Data supplied
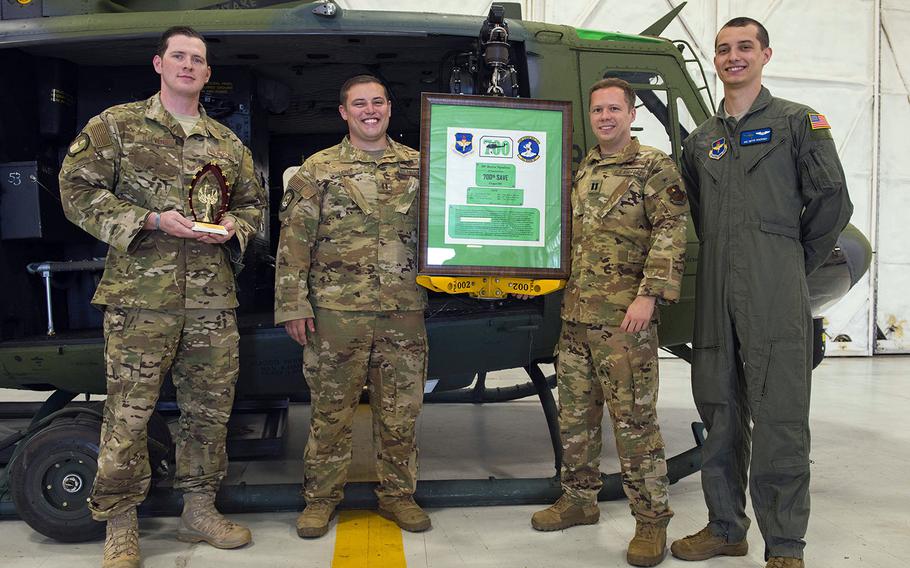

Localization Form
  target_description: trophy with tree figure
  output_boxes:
[189,162,231,235]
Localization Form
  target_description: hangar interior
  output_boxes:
[0,0,910,568]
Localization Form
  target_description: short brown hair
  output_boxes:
[157,26,209,59]
[714,16,771,49]
[339,75,389,106]
[588,77,635,110]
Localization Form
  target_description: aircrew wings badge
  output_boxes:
[708,138,727,160]
[809,112,831,130]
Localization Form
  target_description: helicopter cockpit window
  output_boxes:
[604,70,673,155]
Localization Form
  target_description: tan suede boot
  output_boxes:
[626,521,667,566]
[765,556,806,568]
[297,501,335,538]
[531,495,600,531]
[379,497,430,532]
[177,493,253,548]
[101,507,139,568]
[670,527,749,560]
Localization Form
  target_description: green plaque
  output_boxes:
[449,205,540,241]
[468,187,524,205]
[475,163,515,187]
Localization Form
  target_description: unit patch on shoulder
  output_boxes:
[809,112,831,130]
[66,132,89,156]
[708,138,727,160]
[278,189,294,211]
[667,185,686,205]
[739,128,771,146]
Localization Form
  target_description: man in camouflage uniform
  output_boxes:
[531,79,688,566]
[671,18,853,568]
[60,28,266,568]
[275,75,430,538]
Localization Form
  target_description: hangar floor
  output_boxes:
[0,356,910,568]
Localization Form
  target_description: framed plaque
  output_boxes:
[418,93,572,279]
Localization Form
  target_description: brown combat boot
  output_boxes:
[765,556,806,568]
[379,496,430,532]
[670,527,749,560]
[531,495,600,531]
[626,521,667,566]
[101,507,139,568]
[297,501,335,538]
[177,493,253,548]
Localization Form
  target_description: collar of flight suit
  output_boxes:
[338,135,409,164]
[585,136,641,166]
[717,85,773,120]
[145,91,224,140]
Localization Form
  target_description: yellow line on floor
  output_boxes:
[332,511,407,568]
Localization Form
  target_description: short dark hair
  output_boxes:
[588,77,635,111]
[714,16,771,49]
[157,26,209,59]
[338,75,389,106]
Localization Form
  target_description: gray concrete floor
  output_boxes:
[0,356,910,568]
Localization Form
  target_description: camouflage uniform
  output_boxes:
[60,94,266,520]
[275,137,427,503]
[557,138,688,523]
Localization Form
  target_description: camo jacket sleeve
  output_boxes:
[59,114,152,252]
[638,151,689,302]
[225,145,268,260]
[275,163,320,324]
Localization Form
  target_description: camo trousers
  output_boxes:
[89,306,240,521]
[303,308,427,503]
[556,321,673,523]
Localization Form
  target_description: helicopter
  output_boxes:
[0,0,872,542]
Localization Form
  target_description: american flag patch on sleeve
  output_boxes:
[809,112,831,130]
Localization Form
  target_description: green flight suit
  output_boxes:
[682,87,853,558]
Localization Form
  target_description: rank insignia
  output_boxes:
[66,132,89,156]
[708,138,727,160]
[667,185,686,205]
[455,132,474,156]
[809,112,831,130]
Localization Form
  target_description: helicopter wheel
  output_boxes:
[9,412,174,542]
[10,414,105,542]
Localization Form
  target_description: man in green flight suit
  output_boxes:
[671,18,853,568]
[531,79,688,566]
[275,75,430,538]
[60,27,266,568]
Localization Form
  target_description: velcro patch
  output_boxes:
[809,112,831,130]
[85,120,113,148]
[285,168,316,199]
[667,185,687,205]
[66,132,90,156]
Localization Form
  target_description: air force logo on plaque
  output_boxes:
[708,138,727,160]
[517,136,540,162]
[455,132,474,156]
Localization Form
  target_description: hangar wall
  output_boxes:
[337,0,910,355]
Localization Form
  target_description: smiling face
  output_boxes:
[152,35,212,97]
[714,24,771,88]
[338,83,392,150]
[588,87,635,154]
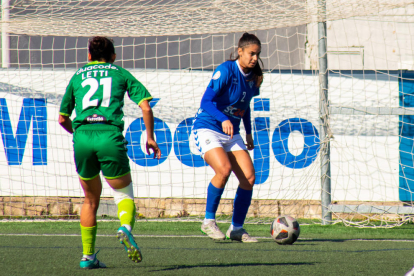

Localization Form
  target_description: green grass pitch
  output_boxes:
[0,221,414,276]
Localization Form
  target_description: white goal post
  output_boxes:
[0,0,414,226]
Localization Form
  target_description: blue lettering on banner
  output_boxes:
[398,72,414,201]
[0,98,322,172]
[0,98,47,165]
[272,118,320,169]
[174,118,208,168]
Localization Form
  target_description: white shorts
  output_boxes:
[191,128,247,158]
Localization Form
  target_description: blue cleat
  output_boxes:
[116,226,142,263]
[80,251,106,269]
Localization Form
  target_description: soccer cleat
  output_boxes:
[116,226,142,263]
[201,221,226,240]
[405,267,414,276]
[226,226,257,242]
[79,251,106,269]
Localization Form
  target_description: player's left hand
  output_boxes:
[246,134,254,150]
[146,140,161,159]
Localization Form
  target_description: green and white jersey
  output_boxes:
[59,61,152,130]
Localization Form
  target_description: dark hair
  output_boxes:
[88,36,115,62]
[230,33,263,86]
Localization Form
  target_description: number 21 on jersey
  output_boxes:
[81,78,112,109]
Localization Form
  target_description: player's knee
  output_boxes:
[247,173,256,186]
[216,165,231,181]
[112,182,134,205]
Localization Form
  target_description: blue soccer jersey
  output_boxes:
[193,61,260,134]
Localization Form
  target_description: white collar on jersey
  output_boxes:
[236,60,252,77]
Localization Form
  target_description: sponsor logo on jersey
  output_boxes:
[83,114,108,124]
[76,64,118,75]
[212,71,221,80]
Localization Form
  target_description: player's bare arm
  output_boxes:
[58,114,73,134]
[139,101,161,159]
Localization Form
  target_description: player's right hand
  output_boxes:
[146,139,161,159]
[221,120,233,139]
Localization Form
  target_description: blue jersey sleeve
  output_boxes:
[208,64,231,96]
[200,87,229,122]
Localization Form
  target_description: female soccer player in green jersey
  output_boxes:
[59,36,161,268]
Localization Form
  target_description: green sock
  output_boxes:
[81,225,98,255]
[118,199,136,229]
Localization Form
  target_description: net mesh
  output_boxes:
[0,0,414,226]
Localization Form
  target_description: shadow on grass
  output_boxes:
[152,262,315,272]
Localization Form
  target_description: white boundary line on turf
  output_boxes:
[0,234,414,242]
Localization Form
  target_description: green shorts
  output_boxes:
[73,124,131,180]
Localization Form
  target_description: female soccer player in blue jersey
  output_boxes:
[59,36,161,269]
[192,33,263,242]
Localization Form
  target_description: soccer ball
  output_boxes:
[270,216,300,244]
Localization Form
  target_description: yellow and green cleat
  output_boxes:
[116,226,142,263]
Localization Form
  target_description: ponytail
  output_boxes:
[230,33,263,87]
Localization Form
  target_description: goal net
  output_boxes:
[0,0,414,226]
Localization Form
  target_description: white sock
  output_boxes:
[204,218,216,225]
[122,224,132,232]
[230,224,243,231]
[82,254,95,261]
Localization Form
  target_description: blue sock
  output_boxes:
[231,187,253,227]
[206,182,224,219]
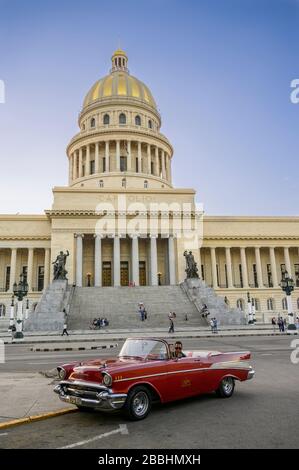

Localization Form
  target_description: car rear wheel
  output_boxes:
[124,385,152,421]
[216,377,235,398]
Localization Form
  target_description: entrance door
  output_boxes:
[102,261,112,287]
[139,261,146,286]
[120,261,129,286]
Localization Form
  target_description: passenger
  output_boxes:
[174,341,186,358]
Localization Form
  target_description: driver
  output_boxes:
[174,341,186,358]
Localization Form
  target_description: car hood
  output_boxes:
[69,358,145,382]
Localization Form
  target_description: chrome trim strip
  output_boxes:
[114,362,251,383]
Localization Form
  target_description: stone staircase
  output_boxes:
[68,286,207,331]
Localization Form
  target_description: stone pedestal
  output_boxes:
[24,280,69,332]
[182,278,246,325]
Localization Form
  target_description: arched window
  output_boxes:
[119,113,127,124]
[267,298,274,310]
[0,304,6,317]
[103,114,110,126]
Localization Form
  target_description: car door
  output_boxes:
[167,357,209,400]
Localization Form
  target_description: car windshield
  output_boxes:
[119,339,168,360]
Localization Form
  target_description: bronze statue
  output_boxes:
[184,250,199,279]
[52,250,69,281]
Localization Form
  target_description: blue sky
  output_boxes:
[0,0,299,215]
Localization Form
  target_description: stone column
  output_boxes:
[210,247,218,289]
[155,147,160,176]
[116,140,120,171]
[79,147,83,178]
[9,248,17,292]
[127,140,132,171]
[113,235,120,287]
[94,235,102,287]
[147,144,152,175]
[269,246,279,287]
[168,235,176,286]
[132,235,139,286]
[27,248,34,292]
[137,142,142,173]
[105,140,110,173]
[72,150,78,181]
[44,248,50,289]
[75,233,84,287]
[254,246,264,288]
[225,246,234,289]
[150,236,158,286]
[240,247,249,289]
[85,144,90,176]
[283,246,292,277]
[94,142,100,173]
[161,150,166,180]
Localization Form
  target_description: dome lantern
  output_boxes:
[111,49,129,72]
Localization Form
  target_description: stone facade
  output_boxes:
[0,51,299,320]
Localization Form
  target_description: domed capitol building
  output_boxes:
[0,50,299,328]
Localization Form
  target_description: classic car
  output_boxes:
[54,338,254,420]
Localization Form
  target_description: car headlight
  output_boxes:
[103,372,112,387]
[58,368,66,380]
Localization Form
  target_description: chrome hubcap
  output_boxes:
[222,377,234,395]
[133,392,149,416]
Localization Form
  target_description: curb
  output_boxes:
[30,343,118,352]
[0,408,78,430]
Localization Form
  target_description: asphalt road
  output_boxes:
[0,336,299,449]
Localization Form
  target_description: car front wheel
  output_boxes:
[216,377,235,398]
[124,385,152,421]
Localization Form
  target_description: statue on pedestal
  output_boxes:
[52,250,69,281]
[184,250,199,279]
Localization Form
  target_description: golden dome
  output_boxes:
[83,49,156,110]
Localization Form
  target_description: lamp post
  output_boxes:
[25,299,29,320]
[247,292,253,325]
[280,271,297,334]
[8,295,15,331]
[251,297,256,323]
[13,274,28,340]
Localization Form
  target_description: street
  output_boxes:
[0,336,299,449]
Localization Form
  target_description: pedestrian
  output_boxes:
[168,316,174,333]
[61,320,69,336]
[214,317,218,333]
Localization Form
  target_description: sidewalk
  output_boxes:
[0,324,285,348]
[0,372,76,431]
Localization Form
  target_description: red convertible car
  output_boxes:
[54,338,254,420]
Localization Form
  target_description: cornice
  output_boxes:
[66,125,173,157]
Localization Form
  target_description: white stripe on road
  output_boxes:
[59,424,129,449]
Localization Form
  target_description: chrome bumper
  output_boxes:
[54,381,127,411]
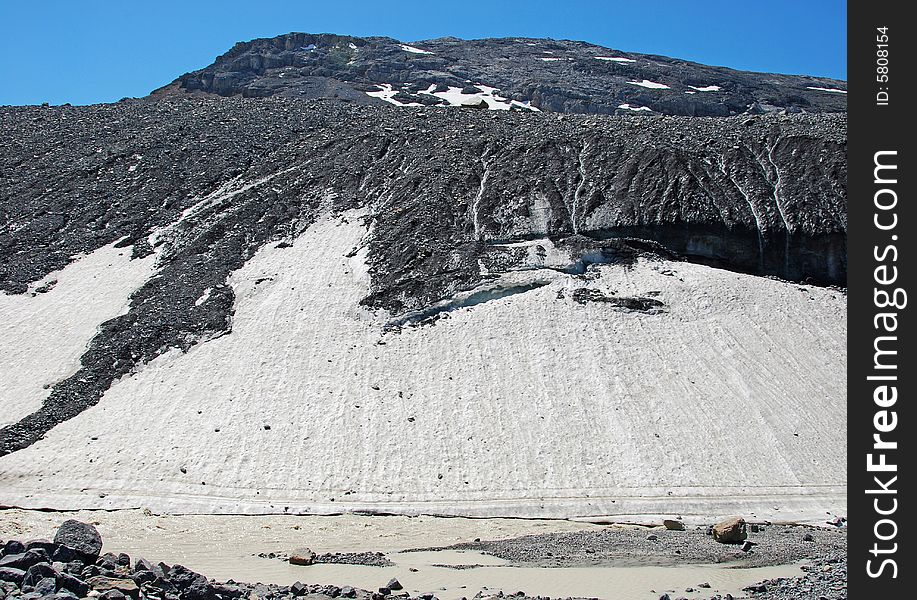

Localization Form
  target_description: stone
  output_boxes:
[0,550,51,571]
[86,575,140,598]
[22,563,59,594]
[0,567,25,585]
[0,540,27,557]
[290,581,309,596]
[289,548,315,567]
[35,577,57,596]
[25,540,57,556]
[713,517,748,544]
[54,519,102,562]
[182,576,217,600]
[57,573,90,598]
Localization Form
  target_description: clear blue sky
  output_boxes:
[0,0,847,104]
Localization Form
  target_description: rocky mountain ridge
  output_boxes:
[152,33,847,116]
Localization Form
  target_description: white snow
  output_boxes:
[627,79,669,90]
[806,87,847,94]
[194,288,213,306]
[420,85,538,112]
[618,104,653,112]
[0,244,155,427]
[398,44,433,54]
[366,83,423,106]
[0,216,847,519]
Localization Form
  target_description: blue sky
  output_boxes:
[0,0,847,104]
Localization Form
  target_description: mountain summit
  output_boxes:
[152,33,847,116]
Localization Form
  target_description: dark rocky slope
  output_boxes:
[153,33,847,116]
[0,98,847,454]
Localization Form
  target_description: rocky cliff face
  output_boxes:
[0,98,847,453]
[153,33,847,116]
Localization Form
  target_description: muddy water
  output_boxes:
[109,548,802,600]
[0,510,801,600]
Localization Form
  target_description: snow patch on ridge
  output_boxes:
[806,87,847,94]
[593,56,637,63]
[420,85,539,112]
[627,79,670,90]
[398,44,433,54]
[618,104,653,112]
[366,83,423,106]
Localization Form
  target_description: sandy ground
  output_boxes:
[0,218,847,522]
[0,509,816,600]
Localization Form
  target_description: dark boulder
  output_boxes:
[0,567,25,585]
[54,519,102,562]
[22,563,60,594]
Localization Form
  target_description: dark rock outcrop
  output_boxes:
[0,97,847,454]
[153,33,847,116]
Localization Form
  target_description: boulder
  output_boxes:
[289,548,315,567]
[0,567,25,585]
[54,519,102,562]
[167,565,207,590]
[57,573,89,598]
[86,575,140,598]
[713,517,748,544]
[35,577,57,596]
[22,563,58,594]
[0,540,27,556]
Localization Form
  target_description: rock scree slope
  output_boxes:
[0,38,846,516]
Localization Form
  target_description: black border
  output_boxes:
[847,0,917,599]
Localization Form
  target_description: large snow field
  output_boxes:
[0,244,155,427]
[0,217,847,520]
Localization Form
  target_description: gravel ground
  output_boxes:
[418,525,847,567]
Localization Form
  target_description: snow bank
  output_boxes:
[398,44,433,54]
[627,79,669,90]
[618,104,653,112]
[420,85,538,112]
[806,87,847,94]
[0,244,155,427]
[0,212,847,519]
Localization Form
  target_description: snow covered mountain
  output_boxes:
[0,38,846,518]
[153,33,847,116]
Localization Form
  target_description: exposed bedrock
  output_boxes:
[0,98,847,454]
[153,33,847,117]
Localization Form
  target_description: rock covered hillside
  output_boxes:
[153,33,847,116]
[0,97,846,516]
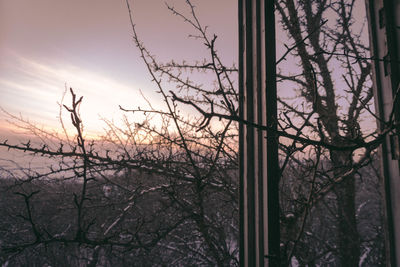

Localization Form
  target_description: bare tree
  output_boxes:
[0,0,395,266]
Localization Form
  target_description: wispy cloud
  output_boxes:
[0,53,153,137]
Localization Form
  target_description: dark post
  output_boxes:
[366,0,400,266]
[238,0,280,267]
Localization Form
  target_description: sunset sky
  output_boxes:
[0,0,237,140]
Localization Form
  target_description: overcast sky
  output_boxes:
[0,0,237,138]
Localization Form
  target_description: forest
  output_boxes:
[0,0,395,267]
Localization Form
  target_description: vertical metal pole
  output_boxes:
[238,0,280,266]
[366,0,400,266]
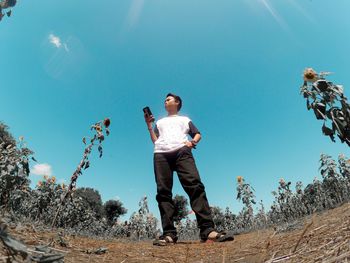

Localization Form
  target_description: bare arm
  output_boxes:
[185,133,202,148]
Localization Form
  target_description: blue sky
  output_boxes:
[0,0,350,219]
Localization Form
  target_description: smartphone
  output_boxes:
[142,107,152,116]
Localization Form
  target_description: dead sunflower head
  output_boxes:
[103,118,111,128]
[237,175,243,184]
[303,68,318,82]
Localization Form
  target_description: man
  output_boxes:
[145,93,233,246]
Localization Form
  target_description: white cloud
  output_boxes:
[49,34,62,48]
[31,163,52,176]
[48,34,69,52]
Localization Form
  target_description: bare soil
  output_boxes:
[0,203,350,263]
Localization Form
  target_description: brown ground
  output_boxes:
[0,203,350,263]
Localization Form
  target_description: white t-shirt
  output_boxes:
[154,115,200,153]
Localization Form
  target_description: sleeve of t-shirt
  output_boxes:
[153,124,159,137]
[188,121,200,138]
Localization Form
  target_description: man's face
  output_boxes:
[164,96,179,112]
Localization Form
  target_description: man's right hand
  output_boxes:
[144,113,155,128]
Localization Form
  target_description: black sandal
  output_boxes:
[201,231,235,242]
[153,235,177,246]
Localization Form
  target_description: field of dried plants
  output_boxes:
[0,203,350,263]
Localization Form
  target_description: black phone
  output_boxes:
[142,107,152,116]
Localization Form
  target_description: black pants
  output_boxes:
[154,146,214,238]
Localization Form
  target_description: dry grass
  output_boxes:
[0,203,350,263]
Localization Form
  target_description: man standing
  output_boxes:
[145,93,233,246]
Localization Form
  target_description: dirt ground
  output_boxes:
[0,203,350,263]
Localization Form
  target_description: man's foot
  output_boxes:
[201,230,234,242]
[153,235,177,246]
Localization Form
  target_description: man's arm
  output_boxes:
[186,121,202,148]
[144,114,158,143]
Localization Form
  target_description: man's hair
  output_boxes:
[166,93,182,111]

Do this
Identify every line in the records above that contains the word "hangar" and copy each of those lines.

Worked solution
  target_description: hangar interior
  target_description: hangar floor
  target_description: hangar wall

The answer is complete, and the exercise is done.